--- Document extract Enclosed Below ---
At the time the blood was drawn from him and when it was seized defendant had *331 not been arrested and there was no probable cause to believe that he had committed any offense. At best the police could only speculate that the defendant might have consumed alcoholic beverages. No containers of alcoholic beverages were in defendant's van and there was no evidence of alcohol on his breath or of improper driving on defendant's part.
Under § 577.020.1, RSMo Supp.1982, arrest upon probable cause is a prerequisite to the consent being deemed. If probable cause existed only after the blood was seized it came too late to make consent valid. To allow probable cause shown later to relate back would eliminate it as a requirement. Also, as the state acknowledges, the procedures required by that section were not followed when the blood was drawn from defendant. Thus, we need not decide whether a person must always be arrested before there is consent to having the blood taken or tested or whether defendant's physical condition affected the arrest requirement.[4]
We conclude that the trial court correctly sustained defendant's motion and affirm its order so ruling.
HOGAN, P.J., and CROW, J., concur.
MAUS, J., recused.
NOTES
[1] New Jersey has recently decided to balance a patient's interest in the confidentiality of hospital records of blood testing by requiring that a reasonable basis to believe that the operator was intoxicated be shown before they can be used. State v. Dyal, 97 N.J. 229, 478 A.2d 390 (1984).
[2] Section 577.037.1, RSMo Supp.1983 states: "Upon the trial of any person for violation of any of the provisions of section 577.005, 577.008, 577.010, or 577.012, or upon the trial of any criminal action or violations of county or municipal ordinances arising out of acts alleged to have been committed by any person while driving a motor vehicle while in an intoxicated condition, the amount of alcohol in the person's blood at the time of the act alleged as shown by any chemical analysis of the person's blood, breath, saliva or urine is admissible in evidence and the provisions of subdivision (5) of section 491.060, RSMo, shall not prevent the admissibility or introduction of such evidence if otherwise admissible. If there was ten-hundredths of one percent or more by weight of alcohol in the person's blood, this shall be prima facie evidence that the person was intoxicated at the time the specimen was taken.
--- End of Enclosed Document extract ---
--- Records provided Enclosed Below ---
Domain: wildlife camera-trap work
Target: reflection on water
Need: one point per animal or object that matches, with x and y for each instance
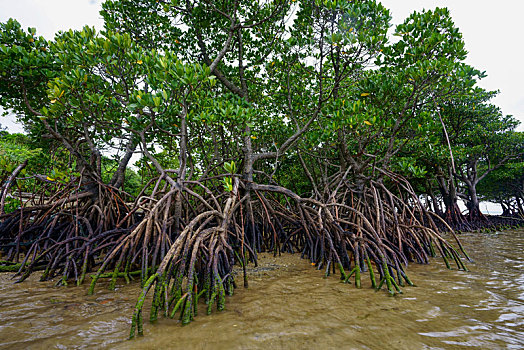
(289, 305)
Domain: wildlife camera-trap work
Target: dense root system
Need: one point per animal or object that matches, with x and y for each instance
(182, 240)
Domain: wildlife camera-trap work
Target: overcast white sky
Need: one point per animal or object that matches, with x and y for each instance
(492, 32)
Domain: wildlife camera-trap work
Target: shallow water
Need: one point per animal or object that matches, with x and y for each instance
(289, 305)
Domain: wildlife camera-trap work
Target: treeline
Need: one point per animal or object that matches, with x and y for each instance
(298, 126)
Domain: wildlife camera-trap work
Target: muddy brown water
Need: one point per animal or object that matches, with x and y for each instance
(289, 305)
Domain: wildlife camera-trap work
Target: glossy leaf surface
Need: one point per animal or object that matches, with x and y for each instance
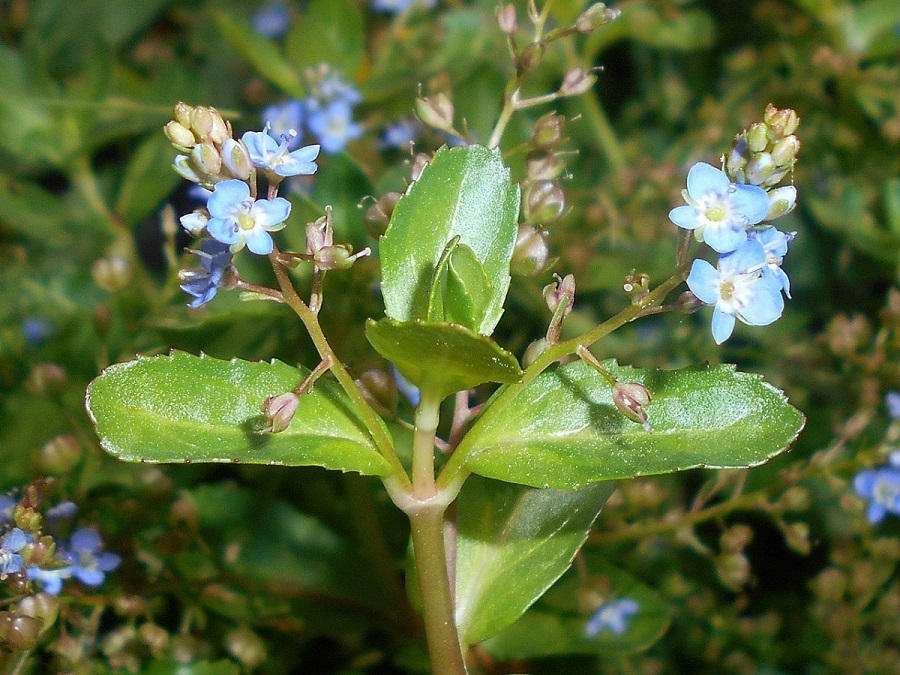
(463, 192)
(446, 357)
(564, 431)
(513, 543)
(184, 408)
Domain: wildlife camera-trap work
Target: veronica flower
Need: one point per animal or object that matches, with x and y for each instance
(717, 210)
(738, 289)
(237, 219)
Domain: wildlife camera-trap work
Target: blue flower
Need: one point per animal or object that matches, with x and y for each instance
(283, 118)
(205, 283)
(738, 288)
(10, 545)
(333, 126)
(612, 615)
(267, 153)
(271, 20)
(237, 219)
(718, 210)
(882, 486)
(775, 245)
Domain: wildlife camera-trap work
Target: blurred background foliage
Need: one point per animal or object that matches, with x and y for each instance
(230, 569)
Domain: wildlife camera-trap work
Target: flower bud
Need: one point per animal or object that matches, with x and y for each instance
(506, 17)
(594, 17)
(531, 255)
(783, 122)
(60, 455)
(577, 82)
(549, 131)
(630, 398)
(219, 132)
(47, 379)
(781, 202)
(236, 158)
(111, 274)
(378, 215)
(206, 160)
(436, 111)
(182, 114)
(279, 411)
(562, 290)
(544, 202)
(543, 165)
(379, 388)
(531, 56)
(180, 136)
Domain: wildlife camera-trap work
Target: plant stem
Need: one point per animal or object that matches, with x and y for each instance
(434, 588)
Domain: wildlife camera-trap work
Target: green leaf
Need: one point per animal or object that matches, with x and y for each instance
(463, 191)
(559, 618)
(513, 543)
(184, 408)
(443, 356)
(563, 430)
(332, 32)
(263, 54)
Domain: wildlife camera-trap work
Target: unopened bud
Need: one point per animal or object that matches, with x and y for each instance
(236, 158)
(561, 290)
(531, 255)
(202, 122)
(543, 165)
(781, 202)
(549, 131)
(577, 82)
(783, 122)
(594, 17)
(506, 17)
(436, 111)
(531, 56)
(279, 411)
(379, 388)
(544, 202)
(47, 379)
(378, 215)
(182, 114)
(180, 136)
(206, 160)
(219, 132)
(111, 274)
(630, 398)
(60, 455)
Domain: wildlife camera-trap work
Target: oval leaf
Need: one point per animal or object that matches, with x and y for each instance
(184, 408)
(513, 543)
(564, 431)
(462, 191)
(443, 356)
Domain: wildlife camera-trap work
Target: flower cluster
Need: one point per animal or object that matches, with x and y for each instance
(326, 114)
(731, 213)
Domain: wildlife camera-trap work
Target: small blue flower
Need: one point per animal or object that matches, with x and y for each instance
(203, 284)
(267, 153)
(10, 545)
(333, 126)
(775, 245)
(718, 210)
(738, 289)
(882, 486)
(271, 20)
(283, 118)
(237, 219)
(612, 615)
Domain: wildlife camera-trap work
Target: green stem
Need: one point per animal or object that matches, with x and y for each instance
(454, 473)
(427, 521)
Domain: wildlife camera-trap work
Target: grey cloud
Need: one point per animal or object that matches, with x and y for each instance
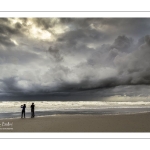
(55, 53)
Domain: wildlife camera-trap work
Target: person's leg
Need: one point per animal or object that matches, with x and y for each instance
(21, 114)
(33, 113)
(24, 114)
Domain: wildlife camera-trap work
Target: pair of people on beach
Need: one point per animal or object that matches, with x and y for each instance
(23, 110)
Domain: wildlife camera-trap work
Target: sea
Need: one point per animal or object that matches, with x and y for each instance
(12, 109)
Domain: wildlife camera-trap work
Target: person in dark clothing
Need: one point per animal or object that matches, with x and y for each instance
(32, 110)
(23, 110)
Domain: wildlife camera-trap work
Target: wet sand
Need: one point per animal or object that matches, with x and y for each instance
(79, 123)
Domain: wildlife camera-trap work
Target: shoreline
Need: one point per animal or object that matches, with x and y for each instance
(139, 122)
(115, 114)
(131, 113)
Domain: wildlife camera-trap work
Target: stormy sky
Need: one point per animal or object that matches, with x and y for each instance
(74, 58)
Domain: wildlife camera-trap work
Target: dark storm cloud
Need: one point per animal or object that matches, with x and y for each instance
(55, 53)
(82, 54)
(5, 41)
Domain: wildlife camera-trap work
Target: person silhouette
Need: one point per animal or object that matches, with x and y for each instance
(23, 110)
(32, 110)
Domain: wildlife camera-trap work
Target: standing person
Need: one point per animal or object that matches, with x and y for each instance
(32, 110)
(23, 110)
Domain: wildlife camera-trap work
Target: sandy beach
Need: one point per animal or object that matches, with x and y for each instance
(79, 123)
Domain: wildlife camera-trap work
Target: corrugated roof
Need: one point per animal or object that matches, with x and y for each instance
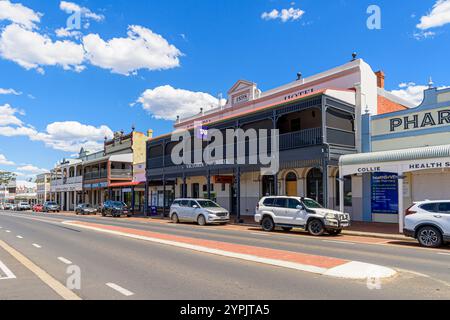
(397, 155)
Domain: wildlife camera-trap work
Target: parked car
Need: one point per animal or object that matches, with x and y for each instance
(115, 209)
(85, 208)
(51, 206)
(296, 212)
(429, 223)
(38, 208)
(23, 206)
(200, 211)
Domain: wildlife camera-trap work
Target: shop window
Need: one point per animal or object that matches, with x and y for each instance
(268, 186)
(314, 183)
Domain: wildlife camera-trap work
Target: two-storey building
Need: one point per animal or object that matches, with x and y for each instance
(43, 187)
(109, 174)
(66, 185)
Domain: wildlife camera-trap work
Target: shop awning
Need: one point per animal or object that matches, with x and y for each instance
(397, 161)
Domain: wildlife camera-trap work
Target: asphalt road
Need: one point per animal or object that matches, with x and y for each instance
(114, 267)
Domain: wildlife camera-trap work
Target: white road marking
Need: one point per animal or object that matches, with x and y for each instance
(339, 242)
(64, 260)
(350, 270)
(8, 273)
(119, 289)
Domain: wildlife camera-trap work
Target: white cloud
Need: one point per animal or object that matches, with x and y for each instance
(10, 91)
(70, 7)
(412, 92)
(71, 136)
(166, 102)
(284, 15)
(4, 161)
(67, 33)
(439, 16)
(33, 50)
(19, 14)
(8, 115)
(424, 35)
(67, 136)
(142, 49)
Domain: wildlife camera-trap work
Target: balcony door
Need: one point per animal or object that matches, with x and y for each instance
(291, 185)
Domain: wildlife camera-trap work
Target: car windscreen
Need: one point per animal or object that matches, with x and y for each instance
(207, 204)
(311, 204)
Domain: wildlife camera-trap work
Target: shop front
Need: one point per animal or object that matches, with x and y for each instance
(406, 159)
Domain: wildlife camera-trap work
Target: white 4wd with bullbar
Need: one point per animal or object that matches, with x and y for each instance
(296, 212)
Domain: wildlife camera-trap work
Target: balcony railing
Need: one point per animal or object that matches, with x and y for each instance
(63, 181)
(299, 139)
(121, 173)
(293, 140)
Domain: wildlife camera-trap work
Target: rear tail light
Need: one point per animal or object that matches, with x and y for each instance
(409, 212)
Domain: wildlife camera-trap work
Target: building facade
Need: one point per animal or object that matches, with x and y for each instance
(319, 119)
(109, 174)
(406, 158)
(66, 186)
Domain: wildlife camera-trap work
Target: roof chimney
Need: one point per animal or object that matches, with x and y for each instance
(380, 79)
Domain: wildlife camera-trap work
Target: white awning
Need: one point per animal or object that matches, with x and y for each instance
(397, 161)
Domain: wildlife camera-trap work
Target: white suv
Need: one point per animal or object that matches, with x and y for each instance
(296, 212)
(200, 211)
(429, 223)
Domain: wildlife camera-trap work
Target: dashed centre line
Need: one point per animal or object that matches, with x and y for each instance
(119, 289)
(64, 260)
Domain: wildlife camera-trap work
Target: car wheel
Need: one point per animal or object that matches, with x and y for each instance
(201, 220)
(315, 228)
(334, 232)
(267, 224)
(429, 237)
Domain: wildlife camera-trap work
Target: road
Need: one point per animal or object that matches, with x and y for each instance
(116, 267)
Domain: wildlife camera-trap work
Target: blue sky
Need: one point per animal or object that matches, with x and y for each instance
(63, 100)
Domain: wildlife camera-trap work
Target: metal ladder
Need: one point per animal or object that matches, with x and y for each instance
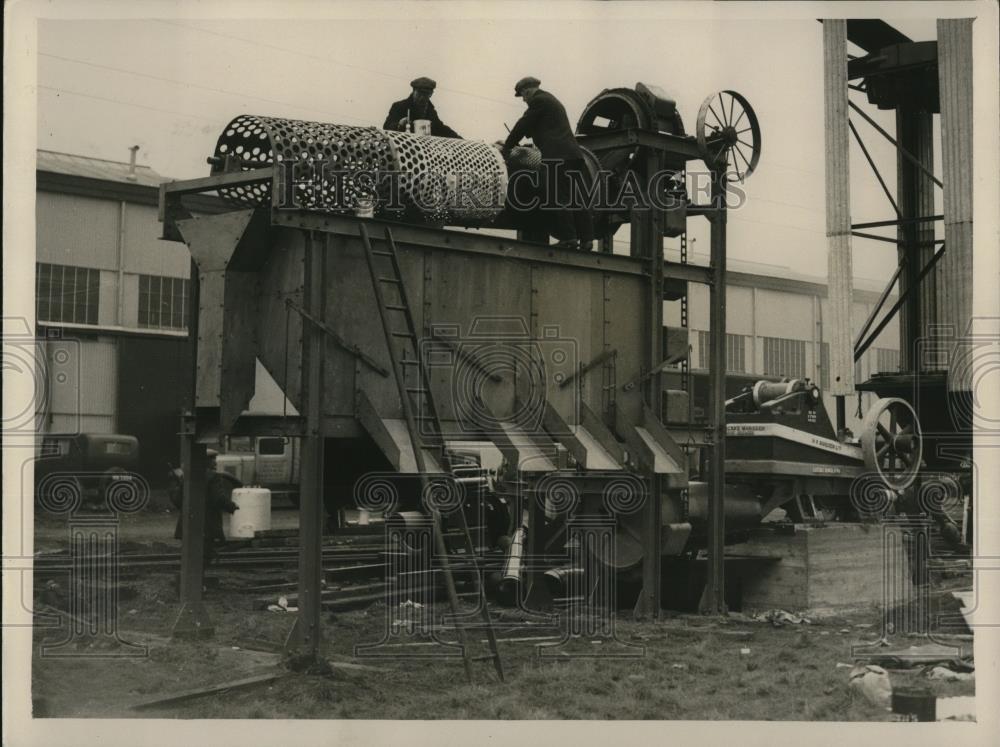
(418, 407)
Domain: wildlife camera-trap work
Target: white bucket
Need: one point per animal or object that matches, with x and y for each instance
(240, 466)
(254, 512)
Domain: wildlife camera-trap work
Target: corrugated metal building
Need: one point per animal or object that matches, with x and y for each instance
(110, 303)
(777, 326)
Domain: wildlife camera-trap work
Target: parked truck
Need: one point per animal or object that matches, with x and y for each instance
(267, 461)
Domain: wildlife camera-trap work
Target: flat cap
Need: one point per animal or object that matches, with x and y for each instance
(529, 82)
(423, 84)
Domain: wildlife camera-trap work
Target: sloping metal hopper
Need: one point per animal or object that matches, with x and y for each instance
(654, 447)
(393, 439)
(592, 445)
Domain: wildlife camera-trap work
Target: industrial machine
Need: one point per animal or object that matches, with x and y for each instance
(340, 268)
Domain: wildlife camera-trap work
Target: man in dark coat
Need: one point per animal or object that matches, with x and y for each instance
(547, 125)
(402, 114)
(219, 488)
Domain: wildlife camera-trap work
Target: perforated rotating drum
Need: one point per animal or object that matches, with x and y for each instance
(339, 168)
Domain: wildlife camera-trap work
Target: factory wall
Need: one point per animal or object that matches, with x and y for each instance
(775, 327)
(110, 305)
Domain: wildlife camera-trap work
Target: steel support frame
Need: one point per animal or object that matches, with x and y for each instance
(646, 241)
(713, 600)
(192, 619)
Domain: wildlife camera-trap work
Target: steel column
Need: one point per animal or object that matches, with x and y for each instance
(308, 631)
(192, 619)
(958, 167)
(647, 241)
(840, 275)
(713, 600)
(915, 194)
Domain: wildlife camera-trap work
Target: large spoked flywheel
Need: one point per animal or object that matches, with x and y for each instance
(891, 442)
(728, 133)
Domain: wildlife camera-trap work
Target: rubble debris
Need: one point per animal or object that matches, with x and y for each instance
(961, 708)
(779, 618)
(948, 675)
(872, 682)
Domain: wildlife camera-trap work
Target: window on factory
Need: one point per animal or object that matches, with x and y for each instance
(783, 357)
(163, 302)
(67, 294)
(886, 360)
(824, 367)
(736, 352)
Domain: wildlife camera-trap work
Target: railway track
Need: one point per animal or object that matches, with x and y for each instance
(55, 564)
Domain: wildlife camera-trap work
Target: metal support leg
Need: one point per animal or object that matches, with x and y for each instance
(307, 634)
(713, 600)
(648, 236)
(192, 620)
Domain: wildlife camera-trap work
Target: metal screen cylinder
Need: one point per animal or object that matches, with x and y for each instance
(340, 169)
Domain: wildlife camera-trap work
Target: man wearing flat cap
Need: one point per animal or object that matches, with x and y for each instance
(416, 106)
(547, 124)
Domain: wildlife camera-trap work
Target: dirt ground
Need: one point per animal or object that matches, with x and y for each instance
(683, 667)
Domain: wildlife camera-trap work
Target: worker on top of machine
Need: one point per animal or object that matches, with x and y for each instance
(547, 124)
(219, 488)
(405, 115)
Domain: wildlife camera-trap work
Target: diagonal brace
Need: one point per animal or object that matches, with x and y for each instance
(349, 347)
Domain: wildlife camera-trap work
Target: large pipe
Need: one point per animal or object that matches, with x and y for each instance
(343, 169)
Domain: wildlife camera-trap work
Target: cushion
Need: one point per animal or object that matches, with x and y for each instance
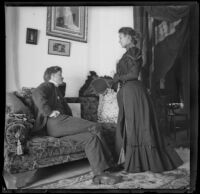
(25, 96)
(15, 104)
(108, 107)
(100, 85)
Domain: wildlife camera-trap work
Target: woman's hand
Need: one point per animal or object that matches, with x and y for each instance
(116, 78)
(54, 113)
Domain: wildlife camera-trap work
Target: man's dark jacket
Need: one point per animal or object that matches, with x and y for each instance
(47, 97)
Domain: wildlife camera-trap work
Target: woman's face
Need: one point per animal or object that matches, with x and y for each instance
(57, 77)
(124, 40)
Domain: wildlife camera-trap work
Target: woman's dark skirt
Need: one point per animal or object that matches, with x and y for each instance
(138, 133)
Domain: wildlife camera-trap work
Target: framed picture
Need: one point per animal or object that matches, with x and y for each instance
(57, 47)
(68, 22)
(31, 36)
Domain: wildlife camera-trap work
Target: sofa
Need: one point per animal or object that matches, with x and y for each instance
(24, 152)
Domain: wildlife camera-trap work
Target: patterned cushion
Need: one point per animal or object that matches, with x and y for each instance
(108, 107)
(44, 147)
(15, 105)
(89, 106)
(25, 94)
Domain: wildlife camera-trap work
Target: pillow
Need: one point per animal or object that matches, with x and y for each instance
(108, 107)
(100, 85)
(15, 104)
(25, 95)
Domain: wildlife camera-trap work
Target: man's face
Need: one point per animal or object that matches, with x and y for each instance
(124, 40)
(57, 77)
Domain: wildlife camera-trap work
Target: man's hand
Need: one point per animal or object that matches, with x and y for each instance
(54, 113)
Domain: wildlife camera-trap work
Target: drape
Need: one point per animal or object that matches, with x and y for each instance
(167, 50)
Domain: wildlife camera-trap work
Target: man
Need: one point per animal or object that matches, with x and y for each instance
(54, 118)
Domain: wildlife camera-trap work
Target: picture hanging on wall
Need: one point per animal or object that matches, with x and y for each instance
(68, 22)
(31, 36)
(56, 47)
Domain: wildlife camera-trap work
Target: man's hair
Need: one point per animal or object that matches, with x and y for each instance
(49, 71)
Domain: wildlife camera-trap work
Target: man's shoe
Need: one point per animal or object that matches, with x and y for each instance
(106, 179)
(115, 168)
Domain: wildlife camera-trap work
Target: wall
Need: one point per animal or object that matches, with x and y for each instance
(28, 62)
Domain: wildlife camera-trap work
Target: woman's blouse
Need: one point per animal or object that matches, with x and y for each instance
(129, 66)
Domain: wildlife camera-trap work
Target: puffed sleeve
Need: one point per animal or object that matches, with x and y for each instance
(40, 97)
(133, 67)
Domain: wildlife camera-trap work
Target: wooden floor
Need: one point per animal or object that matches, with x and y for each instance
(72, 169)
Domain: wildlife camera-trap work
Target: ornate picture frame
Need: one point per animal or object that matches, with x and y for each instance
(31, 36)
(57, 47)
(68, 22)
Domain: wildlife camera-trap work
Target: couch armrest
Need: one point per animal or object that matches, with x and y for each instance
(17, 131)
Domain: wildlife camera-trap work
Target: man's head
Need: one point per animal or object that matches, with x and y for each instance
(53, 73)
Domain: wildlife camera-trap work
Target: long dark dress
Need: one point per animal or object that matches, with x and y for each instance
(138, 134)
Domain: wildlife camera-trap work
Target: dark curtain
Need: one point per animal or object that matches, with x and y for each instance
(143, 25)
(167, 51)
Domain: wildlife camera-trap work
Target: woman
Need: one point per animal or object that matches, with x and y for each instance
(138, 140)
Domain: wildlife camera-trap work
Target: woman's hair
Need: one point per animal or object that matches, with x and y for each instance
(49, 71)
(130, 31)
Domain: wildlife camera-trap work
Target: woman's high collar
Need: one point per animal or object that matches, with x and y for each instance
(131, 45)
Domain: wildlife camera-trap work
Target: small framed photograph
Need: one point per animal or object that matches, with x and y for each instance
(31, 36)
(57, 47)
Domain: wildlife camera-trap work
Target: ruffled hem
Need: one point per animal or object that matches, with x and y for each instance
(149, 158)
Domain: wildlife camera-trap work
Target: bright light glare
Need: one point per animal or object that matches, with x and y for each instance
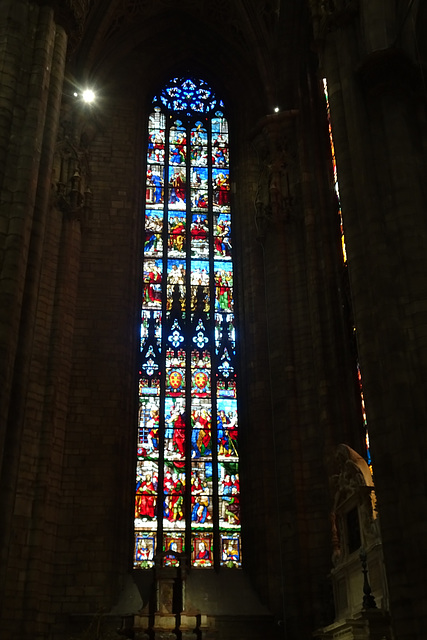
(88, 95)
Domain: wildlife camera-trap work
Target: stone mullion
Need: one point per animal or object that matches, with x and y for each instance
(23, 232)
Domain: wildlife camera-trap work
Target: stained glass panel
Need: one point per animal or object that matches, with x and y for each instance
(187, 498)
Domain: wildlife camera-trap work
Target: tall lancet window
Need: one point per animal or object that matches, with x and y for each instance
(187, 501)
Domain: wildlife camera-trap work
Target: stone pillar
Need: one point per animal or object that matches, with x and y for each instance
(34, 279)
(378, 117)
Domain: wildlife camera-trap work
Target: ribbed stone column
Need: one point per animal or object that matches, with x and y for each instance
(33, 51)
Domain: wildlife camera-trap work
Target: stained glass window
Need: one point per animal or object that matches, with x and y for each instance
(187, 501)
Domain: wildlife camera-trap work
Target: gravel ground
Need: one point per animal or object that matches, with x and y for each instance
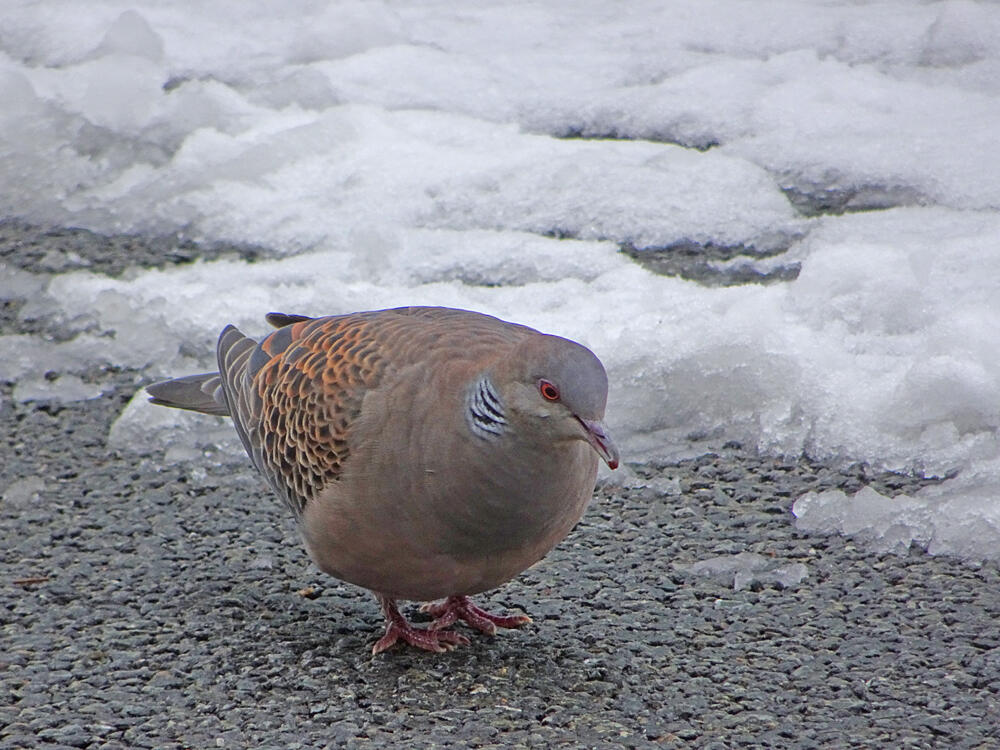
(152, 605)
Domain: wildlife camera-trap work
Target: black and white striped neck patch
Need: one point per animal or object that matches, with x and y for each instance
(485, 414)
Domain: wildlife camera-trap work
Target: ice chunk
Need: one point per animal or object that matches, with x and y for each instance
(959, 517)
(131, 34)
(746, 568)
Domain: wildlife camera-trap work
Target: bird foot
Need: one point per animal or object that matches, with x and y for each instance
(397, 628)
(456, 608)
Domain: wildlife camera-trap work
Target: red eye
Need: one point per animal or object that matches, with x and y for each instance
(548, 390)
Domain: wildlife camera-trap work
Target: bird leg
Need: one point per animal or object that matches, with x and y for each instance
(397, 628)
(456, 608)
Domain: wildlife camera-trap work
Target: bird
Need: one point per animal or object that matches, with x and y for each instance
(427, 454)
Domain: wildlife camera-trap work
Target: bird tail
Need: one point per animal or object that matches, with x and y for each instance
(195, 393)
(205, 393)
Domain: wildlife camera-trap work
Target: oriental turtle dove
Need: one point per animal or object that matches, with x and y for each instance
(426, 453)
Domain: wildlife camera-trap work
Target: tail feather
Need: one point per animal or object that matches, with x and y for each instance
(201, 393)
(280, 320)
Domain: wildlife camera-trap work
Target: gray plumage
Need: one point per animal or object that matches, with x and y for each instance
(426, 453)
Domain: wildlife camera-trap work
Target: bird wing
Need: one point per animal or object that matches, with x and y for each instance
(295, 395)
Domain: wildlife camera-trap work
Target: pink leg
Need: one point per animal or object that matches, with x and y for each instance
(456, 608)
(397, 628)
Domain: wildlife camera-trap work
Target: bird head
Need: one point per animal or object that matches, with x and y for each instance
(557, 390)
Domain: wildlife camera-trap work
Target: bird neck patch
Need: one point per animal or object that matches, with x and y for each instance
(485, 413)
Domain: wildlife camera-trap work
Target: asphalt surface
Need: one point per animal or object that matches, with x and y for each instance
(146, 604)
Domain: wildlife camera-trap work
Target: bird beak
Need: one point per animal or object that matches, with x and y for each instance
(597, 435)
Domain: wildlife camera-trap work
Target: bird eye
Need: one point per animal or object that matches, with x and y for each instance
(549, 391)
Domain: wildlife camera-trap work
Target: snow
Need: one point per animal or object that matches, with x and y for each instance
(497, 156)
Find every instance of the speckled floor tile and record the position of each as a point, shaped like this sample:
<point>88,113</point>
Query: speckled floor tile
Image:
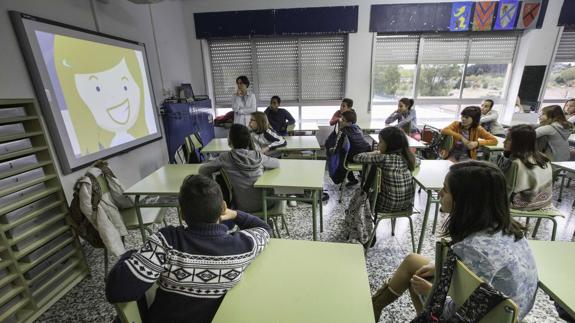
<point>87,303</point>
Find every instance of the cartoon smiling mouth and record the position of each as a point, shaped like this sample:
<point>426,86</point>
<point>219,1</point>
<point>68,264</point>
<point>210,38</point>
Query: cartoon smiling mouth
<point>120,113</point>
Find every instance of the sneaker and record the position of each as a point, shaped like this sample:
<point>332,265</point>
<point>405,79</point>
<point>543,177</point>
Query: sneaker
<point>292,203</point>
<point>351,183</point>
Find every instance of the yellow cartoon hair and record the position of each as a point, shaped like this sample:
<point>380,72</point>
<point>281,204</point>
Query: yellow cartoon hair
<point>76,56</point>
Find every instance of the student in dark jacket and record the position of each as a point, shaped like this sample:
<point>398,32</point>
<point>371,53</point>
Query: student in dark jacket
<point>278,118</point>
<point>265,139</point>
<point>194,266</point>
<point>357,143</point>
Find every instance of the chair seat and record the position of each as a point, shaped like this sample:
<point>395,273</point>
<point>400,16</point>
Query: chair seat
--- End of Enclosed Records provided ---
Please extract the passage of the court opinion running from "Under § 577.020.1, RSMo" up to and including "MAUS, J., recused.".

Under § 577.020.1, RSMo Supp.1982, arrest upon probable cause is a prerequisite to the consent being deemed. If probable cause existed only after the blood was seized it came too late to make consent valid. To allow probable cause shown later to relate back would eliminate it as a requirement. Also, as the state acknowledges, the procedures required by that section were not followed when the blood was drawn from defendant. Thus, we need not decide whether a person must always be arrested before there is consent to having the blood taken or tested or whether defendant's physical condition affected the arrest requirement.[4]
We conclude that the trial court correctly sustained defendant's motion and affirm its order so ruling.
HOGAN, P.J., and CROW, J., concur.
MAUS, J., recused.